DOCUMENT EXTRACT:
◆ ◆ ◆
Playwright rendering MUST wait for networkidle (default) or configurable wait condition (load, domcontentloaded).

REQ-MDPROXY-005

Token counting MUST use tiktoken library with cl100k_base encoding for GPT-4 compatibility.

REQ-MDPROXY-006

Minimum content threshold MUST be configurable via MIN_CONTENT_TOKENS environment variable (default 30 tokens).

REQ-MDPROXY-007

If conversion method produces content below minimum threshold, pipeline MUST proceed to next method (no early return).

REQ-MDPROXY-008

Raw HTML fallback MUST strip <script>, <style>, <noscript> tags before returning.

REQ-MDPROXY-009

All converted markdown MUST have excessive newlines collapsed (3+ consecutive → 2) and leading/trailing whitespace trimmed.

REQ-MDPROXY-010

Frontmatter extraction MUST attempt YAML parsing first, fall back to HTML <meta> tags (OpenGraph, standard meta).

API Endpoint Requirements

REQ-MDPROXY-011

GET /{url:path} MUST extract URL from path, support both /https://example.com and /example.com formats.

REQ-MDPROXY-012

GET / with Accept: text/markdown header MUST proxy to conversion pipeline (nginx integration mode).

REQ-MDPROXY-013

POST /convert MUST accept JSON body with url (required), timeout (optional), wait_for (optional).

REQ-MDPROXY-014

GET /health MUST return JSON with status, playwright (bool), redis (bool) fields.

REQ-MDPROXY-015

All successful responses MUST include headers: x-markdown-tokens, x-markdown-source, content-signal, x-original-url, x-conversion-time-ms.

REQ-MDPROXY-016

Error responses MUST return HTTP 400 for invalid URLs, 408 for timeouts, 500 for conversion failures, with JSON error details.

REQ-MDPROXY-017

Response Content-Type MUST be text/markdown; charset=utf-8 for successful conversions.

Performance Requirements

REQ-MDPROXY-018

HTTP fetch timeout MUST be configurable via REQUEST_TIMEOUT (default 15 seconds).

REQ-MDPROXY-019

Playwright timeout MUST be configurable via PLAYWRIGHT_TIMEOUT (default 20 seconds).

REQ-MDPROXY-020

Maximum HTML download size MUST be enforced at MAX_HTML_BYTES (default 5MB). Abort fetch if exceeded.

REQ-MDPROXY-021

Redis cache MUST use SHA-256 hash of URL as key with configurable TTL (default 3600 seconds).

REQ-MDPROXY-022

Cache hits MUST skip conversion pipeline and return cached markdown with original headers.
◆ ◆ ◆
EXTRACTED INFORMATION:
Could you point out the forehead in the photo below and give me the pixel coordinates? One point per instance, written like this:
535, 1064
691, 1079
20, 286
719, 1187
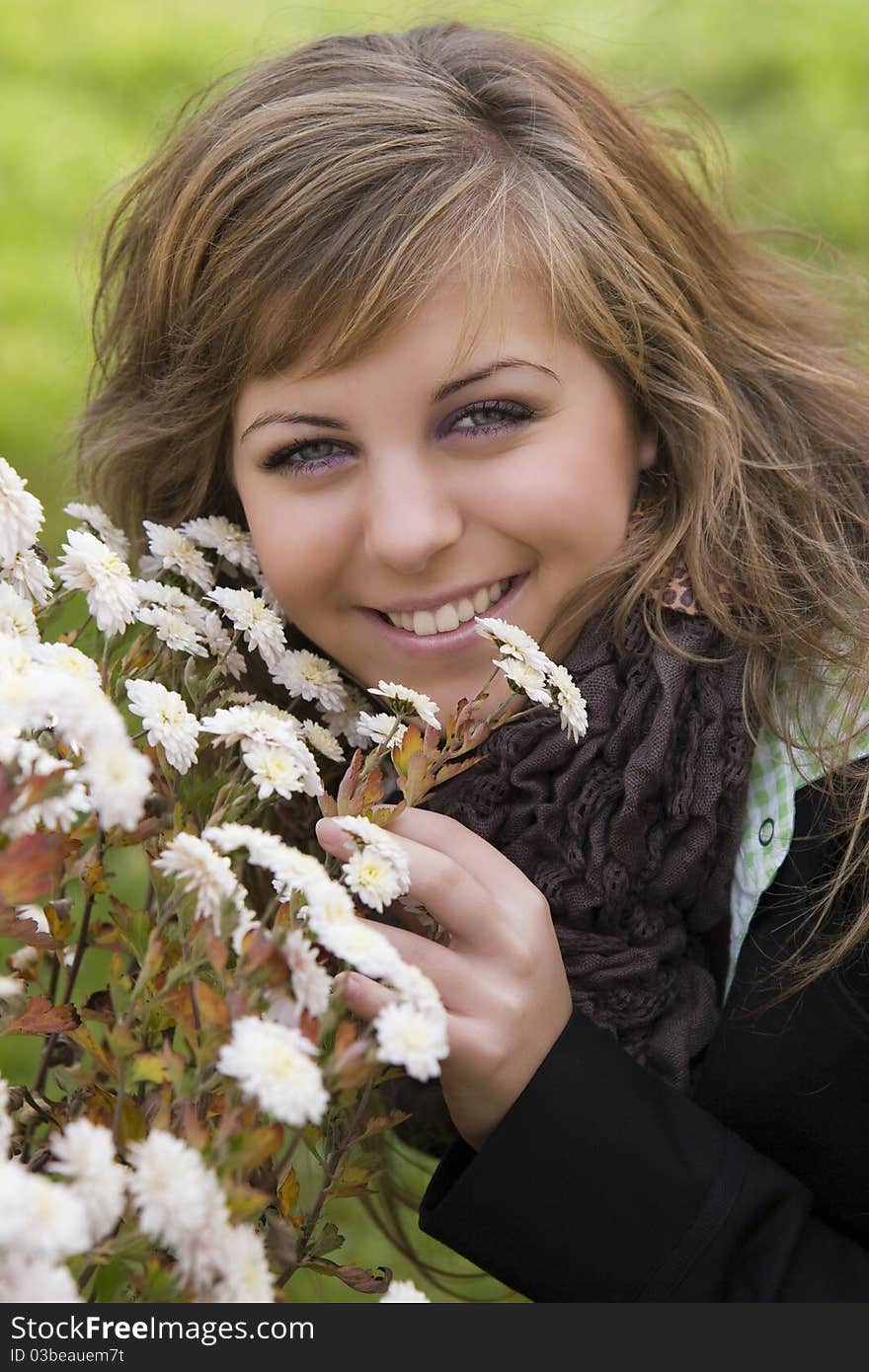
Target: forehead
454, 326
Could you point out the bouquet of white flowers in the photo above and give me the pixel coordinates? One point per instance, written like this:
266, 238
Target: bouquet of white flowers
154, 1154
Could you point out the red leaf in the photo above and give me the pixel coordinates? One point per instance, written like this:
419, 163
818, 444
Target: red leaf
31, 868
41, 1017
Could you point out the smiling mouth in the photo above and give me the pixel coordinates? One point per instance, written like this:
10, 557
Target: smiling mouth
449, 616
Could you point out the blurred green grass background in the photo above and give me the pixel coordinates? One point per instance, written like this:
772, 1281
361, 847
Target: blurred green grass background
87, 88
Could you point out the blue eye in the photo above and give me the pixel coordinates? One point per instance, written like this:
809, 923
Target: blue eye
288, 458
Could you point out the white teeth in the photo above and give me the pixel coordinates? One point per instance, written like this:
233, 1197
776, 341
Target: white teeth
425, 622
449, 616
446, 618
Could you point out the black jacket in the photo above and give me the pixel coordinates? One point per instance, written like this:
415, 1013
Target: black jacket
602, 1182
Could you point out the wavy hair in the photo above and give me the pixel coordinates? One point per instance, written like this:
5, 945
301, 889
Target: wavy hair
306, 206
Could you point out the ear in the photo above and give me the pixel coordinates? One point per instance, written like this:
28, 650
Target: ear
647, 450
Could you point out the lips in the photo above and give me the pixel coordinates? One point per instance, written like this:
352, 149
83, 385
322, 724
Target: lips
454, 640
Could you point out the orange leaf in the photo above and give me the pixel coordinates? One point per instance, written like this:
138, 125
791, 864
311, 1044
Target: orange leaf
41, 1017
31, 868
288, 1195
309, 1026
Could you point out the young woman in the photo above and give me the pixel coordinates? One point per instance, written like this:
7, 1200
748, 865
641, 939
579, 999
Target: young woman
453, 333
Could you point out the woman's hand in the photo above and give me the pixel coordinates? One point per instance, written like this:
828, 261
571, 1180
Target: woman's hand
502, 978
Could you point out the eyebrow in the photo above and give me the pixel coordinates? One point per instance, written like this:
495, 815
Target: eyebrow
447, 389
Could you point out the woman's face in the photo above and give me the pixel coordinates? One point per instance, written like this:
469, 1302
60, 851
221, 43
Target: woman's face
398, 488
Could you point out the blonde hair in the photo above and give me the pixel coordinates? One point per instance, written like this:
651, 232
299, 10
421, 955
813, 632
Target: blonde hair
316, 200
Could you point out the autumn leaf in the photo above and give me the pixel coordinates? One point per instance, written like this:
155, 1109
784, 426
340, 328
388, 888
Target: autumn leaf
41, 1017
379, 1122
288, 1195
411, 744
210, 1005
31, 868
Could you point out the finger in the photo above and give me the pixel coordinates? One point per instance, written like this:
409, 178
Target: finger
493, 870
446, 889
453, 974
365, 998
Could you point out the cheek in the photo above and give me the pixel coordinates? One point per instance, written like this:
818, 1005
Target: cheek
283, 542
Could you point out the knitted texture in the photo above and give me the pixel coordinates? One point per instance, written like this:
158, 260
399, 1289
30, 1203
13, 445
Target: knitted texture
◆ ◆ ◆
QUESTIONS TO ANSWER:
- 1) List every response header that the markdown proxy requirements say all successful responses must include.
- 2) Extend the markdown proxy requirements beyond their final requirement.
The material comes from a different source than the markdown proxy requirements.

TASK-BY-TASK OUTPUTS:
- 1) x-markdown-tokens, x-markdown-source, content-signal, x-original-url, x-conversion-time-ms

- 2)
REQ-MDPROXY-023

Playwright browser instances MUST be closed after each request (no persistent browser pool).

REQ-MDPROXY-024

Conversion time MUST be measured from request start to response ready, returned in x-conversion-time-ms header.

Security Requirements

REQ-MDPROXY-025

Server MUST bind to 127.0.0.1 by default (configurable via BIND_HOST), not 0.0.0.0.

REQ-MDPROXY-026

URL validation MUST reject file://, ftp://, and non-HTTP(S) schemes.

REQ-MDPROXY-027

User-Agent header MUST be configurable via USER_AGENT environment variable (default: modern browser UA).

REQ-MDPROXY-028

HTTP client MUST follow redirects (max 5 hops), update x-original-url header with final URL.

REQ-MDPROXY-029

Playwright MUST disable file downloads, geolocation, notifications, and microphone/camera permissions.

REQ-MDPROXY-030

Application MUST NOT log fetched content or converted markdown (only URLs and metadata).

Content Signal Requirements

REQ-MDPROXY-031

content-signal: high MUST be set for native markdown and trafilatura conversions with ≥100 tokens.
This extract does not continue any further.